▸ **Selected extract**

# post war gp-7 motor wiring problem...



## toki891 (Dec 27, 2011)

I have an old gp-7 locomotive that hasnt worked in over 20 years. from what i can remember (i was about 5) a wire fell off. over the years a few more fell off from playing with it as a child. I have an idea of where they all go but i want a positive answer.

it was my fathers when he was little. i would like to restore it this year and set it next Christmas.


----------



## T-Man (May 16, 2008)

This is all the info.

The Olsen page.


I found the expert here great thread with pictures.


----------



## toki891 (Dec 27, 2011)

Thanks!!!! you rock!

it would appear my horn is missing  poop.


----------



## T-Man (May 16, 2008)

I added more. Look again

Check the manual section for parts people. It is easy to get a horn


----------



## gunrunnerjohn (Nov 10, 2010)

▸ **Your tasks**
A) Echo the part of the GP-7 wiring thread that opens with the words containing "# post war gp-7" and closes with "a positive answer.".
B) Arrange all the entries as a two-column CSV with the columns "instruction" and "points": one row per entry, giving its text and its answer, each in one quoted field with line breaks replaced by spaces. Leave the pictures out.
The GP-7 wiring thread and the entries have no connection to each other.

▸ **Records supplied**
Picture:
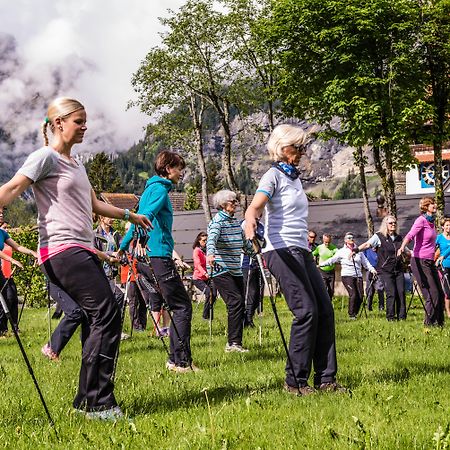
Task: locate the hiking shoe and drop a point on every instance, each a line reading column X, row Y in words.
column 229, row 348
column 112, row 414
column 170, row 365
column 331, row 387
column 301, row 391
column 49, row 353
column 124, row 336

▸ **Answers provided**
A)
# post war gp-7 motor wiring problem...



## toki891 (Dec 27, 2011)

I have an old gp-7 locomotive that hasnt worked in over 20 years. from what i can remember (i was about 5) a wire fell off. over the years a few more fell off from playing with it as a child. I have an idea of where they all go but i want a positive answer.

B)
instruction,points
"Picture: Task: locate the hiking shoe and drop a point on every instance, each a line reading column X, row Y in words.","column 229, row 348 column 112, row 414 column 170, row 365 column 331, row 387 column 301, row 391 column 49, row 353 column 124, row 336"